** PROBLEM TO SOLVE **
How many of the lines below contain the string "dandelion", matching case exactly? Reply with the number alone.

+++

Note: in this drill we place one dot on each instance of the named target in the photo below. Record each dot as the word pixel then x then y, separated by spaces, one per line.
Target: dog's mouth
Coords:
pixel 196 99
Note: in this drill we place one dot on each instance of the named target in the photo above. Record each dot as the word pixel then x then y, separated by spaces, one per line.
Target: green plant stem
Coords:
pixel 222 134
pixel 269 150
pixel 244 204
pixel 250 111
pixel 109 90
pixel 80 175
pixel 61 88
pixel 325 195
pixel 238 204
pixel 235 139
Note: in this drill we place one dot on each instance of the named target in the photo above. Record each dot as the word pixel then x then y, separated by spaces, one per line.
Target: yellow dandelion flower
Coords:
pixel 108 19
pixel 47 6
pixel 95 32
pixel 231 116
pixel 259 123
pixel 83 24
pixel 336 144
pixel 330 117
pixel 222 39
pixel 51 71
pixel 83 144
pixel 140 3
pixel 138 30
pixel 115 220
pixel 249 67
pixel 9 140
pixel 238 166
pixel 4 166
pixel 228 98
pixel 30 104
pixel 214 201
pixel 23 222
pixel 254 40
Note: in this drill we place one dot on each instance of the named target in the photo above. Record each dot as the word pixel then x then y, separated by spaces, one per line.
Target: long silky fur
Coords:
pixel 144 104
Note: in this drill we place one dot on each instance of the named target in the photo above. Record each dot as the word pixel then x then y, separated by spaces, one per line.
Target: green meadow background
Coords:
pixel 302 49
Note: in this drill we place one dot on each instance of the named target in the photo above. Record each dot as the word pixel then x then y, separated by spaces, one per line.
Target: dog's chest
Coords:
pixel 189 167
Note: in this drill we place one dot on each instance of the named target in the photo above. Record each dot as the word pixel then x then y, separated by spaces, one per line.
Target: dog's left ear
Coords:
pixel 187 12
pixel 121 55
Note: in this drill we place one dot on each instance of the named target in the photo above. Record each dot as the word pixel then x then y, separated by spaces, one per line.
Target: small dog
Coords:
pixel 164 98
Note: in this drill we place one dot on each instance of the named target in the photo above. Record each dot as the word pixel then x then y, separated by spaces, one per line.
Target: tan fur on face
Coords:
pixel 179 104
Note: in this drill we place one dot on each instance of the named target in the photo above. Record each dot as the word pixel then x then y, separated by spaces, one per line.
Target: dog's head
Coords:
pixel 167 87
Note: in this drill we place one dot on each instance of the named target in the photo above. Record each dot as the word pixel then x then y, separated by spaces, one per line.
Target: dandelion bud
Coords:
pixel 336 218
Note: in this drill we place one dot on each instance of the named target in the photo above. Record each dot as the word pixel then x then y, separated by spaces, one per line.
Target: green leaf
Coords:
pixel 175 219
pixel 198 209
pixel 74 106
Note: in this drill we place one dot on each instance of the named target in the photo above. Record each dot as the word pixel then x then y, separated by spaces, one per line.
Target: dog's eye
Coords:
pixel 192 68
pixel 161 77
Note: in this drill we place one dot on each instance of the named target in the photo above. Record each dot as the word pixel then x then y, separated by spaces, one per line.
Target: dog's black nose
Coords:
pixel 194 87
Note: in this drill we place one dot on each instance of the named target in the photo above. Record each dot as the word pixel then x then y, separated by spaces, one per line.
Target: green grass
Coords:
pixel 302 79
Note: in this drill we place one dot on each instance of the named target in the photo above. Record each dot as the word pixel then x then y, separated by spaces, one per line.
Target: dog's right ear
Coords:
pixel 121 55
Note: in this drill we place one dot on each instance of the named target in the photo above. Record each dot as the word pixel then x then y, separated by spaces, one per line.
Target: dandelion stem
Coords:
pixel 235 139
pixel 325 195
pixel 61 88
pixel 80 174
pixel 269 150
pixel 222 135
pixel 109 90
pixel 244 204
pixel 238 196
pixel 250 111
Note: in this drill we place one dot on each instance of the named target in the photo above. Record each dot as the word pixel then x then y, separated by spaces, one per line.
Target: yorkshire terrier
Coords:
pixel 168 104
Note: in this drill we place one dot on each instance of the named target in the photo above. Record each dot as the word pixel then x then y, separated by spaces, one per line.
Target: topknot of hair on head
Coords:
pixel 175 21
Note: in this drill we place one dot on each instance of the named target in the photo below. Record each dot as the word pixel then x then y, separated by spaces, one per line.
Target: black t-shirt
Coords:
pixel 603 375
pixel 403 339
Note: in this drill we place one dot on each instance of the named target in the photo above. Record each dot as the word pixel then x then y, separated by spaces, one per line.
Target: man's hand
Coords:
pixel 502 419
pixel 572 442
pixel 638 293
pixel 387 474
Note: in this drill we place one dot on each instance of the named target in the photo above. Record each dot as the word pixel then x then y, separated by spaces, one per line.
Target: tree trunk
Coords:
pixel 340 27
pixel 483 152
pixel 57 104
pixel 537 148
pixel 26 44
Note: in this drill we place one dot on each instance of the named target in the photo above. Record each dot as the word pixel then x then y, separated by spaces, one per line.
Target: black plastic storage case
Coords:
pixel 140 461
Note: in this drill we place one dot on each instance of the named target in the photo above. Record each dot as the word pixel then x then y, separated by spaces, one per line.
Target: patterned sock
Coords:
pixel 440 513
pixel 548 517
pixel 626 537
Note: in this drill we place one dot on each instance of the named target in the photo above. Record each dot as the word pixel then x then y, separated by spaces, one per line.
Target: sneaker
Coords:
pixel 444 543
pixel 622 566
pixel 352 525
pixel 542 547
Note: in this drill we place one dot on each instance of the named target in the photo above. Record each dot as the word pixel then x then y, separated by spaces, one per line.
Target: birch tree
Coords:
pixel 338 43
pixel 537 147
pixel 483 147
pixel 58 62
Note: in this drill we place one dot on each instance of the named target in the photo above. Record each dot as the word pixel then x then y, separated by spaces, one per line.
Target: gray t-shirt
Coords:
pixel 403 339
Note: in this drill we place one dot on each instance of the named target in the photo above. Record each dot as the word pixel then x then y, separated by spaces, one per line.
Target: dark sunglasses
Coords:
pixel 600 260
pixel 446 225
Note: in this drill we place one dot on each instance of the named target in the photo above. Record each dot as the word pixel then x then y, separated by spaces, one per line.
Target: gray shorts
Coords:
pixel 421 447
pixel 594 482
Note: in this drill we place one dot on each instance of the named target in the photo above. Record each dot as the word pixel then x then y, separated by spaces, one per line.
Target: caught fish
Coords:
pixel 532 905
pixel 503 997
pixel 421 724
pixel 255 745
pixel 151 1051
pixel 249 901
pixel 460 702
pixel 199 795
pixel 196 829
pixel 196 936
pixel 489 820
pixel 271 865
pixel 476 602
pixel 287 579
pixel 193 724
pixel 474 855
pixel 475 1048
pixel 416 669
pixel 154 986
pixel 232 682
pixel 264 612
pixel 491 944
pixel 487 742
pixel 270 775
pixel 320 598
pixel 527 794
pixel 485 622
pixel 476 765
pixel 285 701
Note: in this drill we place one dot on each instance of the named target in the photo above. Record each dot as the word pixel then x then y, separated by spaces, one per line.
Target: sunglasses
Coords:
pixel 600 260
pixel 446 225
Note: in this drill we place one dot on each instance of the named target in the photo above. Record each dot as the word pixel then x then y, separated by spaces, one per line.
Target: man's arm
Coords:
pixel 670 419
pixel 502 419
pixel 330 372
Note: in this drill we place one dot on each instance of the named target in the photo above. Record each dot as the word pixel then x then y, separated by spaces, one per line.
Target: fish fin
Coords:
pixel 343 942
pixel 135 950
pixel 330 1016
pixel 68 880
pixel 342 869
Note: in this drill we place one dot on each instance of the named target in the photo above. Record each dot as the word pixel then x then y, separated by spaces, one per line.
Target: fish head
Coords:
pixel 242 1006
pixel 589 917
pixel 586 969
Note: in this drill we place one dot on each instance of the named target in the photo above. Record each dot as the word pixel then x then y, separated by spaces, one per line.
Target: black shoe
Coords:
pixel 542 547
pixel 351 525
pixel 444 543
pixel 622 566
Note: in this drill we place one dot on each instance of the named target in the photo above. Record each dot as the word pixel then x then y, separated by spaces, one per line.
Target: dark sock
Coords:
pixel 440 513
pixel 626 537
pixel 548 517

+++

** CORRECT RESULT **
3